Source extract
>> Start
SOLVED (see below)
On 2D matpotlib scatter plot I can turn on and off points by accessing _offsets property of scatter plot object and setting it's .mask attribute True/False for indexes of those points we want to show/hide like this:
import matplotlib
import matplotlib.pyplot as plt
from matplotlib.widgets import Button
import random
def TogglePoints(event, plot):
plot._offsets.mask = [ [1, 1], [1, 1], [1, 1], [0, 0], [0, 0], [0, 0] ]
plot.figure.canvas.draw()
x = [random.randint(-10, 10) for n in range(6)]
y = [random.randint(-10, 10) for n in range(6)]
ax = plt.axes()
sc = ax.scatter(x, y, marker='o', s=20, alpha=1)
ax_button = plt.axes([0.81, 0.01, 0.1, 0.05])
button= Button(ax_button, "Toggle")
button.on_clicked(lambda event: TogglePoints(event, sc))
plt.show()
When you click the "Toggle" button on the figure, points with indexes 0, 1, 2 will disappear. You can make them re-appear by setting _offsets.mask back to False and re-drawing plot.
This is what I want to achieve with matplotlib 3D scatter plot.
Using _offsets.mask = [ [1, 1], [1, 1], [1, 1], [0, 0], [0, 0], [0, 0] ] on 3D scatter plot doesn't seem to work.
Actually it alters type of underlying array from MaskedArray to numpy.ndarray for some reason (see: Numpy MaskedArray in matplotlib 3D scatter plot, turns into ndarray when called by PyQt5 button click).
I know that 3D scatter plots have _offsets3d property. However I don't know how I can use it to show/hide points on the plot. Or maybe there's some other way ?
Does anyone know how I can do that ?
Thanks to this post:
Get working alpha value of scatter points in mpl_toolkits.basemap.Basemap
I've found a workaround that serves my purpose.
>> End
Work instructions
1 > Answer these questions from the matplotlib scatter-plot thread:
(a) Which property of the 2D scatter plot object, and which of its attributes, does the poster set to show or hide points?
(b) When the 2D example's "Toggle" button is clicked, which point indexes disappear?
(c) According to the poster, what happens to the type of the underlying array when the mask is applied to a 3D scatter plot?
2 > Extend the matplotlib scatter-plot thread, picking up after its final sentence.

Collected data
>> Start
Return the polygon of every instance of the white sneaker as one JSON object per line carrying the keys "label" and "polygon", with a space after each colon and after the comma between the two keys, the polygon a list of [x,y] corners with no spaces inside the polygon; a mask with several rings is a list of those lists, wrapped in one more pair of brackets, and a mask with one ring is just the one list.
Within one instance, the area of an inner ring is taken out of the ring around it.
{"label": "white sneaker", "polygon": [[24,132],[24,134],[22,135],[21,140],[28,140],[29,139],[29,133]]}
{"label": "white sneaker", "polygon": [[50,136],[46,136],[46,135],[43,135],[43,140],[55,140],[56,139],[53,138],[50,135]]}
>> End
Outputs by task
1 >
(a) The _offsets property and its .mask attribute.
(b) Indexes 0, 1 and 2.
(c) It changes from MaskedArray to numpy.ndarray.

2 >
It concerns setting alpha values of points with set_facecolors().
So the working code now looks like this:
...
import pandas as pd #added
def TogglePointsOFF(event, plot):
for n in range(3): # n = index of point
fc_colors[n, 3] = 0 # 4th value is alpha
plot.set_facecolors(fc_colors)
plot.figure.canvas.draw()
def TogglePointsON(event, plot):
for n in range(3): # n = index of point
fc_colors[n, 3] = 1 # 4th value is alpha
plot.set_facecolors(fc_colors)
plot.figure.canvas.draw()
#I've put it into DataFrame() so you can better see
df = pd.DataFrame()
df['label'] = ["data_"+str(n) for n in range(6)]
df['id'] = [1, 1, 1, 2, 2, 2]
['x'] = [random.randint(-10, 10) for n in range(6)]
['y'] = [random.randint(-10, 10) for n in range(6)]
['z'] = [random.randint(-10, 10) for n in range(6)]
colors = {1:'red', 2:'blue'} # to map colors with df 'id'
#plot points colored according to value of df['id']
ax = plt.axes()
sc = ax.scatter(df['x'], df['y'], df['z'], c=df['id'].map(colors), marker='o', s=20, depthshade=False)
global fc_colors #yeah yeah globals...
face_colors = sc._face_colors
ax_button = plt.axes([0.81, 0.01, 0.1, 0.05])
ax_button_1 = plt.axes([0.68, 0.01, 0.12, 0.05])
button= Button(ax_button, "OFF")
button_1= Button(ax_button_1, "ON")
button.on_clicked(lambda event: TogglePointsOFF(event, sc))
button_1.on_clicked(lambda event: TogglePointsON(event, sc))
plt.show()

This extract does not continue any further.